◆ TASKS:
- a) In the forum post on factoring with a binomial GCF, reproduce the passage starting with "Factoring Polynomials With" and going on through "and Good Day.".
- b) Answer these questions about the forum post on factoring with a binomial GCF:
(i) What result does the poster get for 3(9+7x)-(2-x)(9+7x)?
(ii) Where did the poster get help solving z^2(4z-z^3)+7(z^3-4z)?
(iii) What does the poster ask someone to link?

◆ TEXT SEGMENT:
----
Factoring Polynomials With A Binomial GCF

[spaceshowfeature1]

I'm really struggling with problems that have Binomials as their greatest common Factor. For example, I solve the following problem like this: 3(9+7x)-(2-x)(9+7x) and I get -3(2-x)(9+7x), but apparently the answer is (x+1)(9+7x). What the ****? There are also problems like this: z^2(4z-z^3)+7(z^3-4z). I got help on another forum by solving the latter, but I KNOW that I never would have realized that (4z-z^3)=-(z^3-4z) by my own intuition. How can I realize what to do in problems like these? I tried finding practice problems for problems like these to get better, but the only problems are these problems. Can someone please link me some problems like these for Practice? It is really unsatisfying to have little to partial knowledge on solving these equations. Thanks and Good Day.
----
◆ DATA:
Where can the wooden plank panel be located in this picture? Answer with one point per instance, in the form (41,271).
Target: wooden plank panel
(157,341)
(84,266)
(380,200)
----
◆ ANSWERS TO THE PROBLEMS:
- a)
Factoring Polynomials With A Binomial GCF

[spaceshowfeature1]

I'm really struggling with problems that have Binomials as their greatest common Factor. For example, I solve the following problem like this: 3(9+7x)-(2-x)(9+7x) and I get -3(2-x)(9+7x), but apparently the answer is (x+1)(9+7x). What the ****? There are also problems like this: z^2(4z-z^3)+7(z^3-4z). I got help on another forum by solving the latter, but I KNOW that I never would have realized that (4z-z^3)=-(z^3-4z) by my own intuition. How can I realize what to do in problems like these? I tried finding practice problems for problems like these to get better, but the only problems are these problems. Can someone please link me some problems like these for Practice? It is really unsatisfying to have little to partial knowledge on solving these equations. Thanks and Good Day.

- b)
(i) -3(2-x)(9+7x)
(ii) On another forum
(iii) Practice problems like these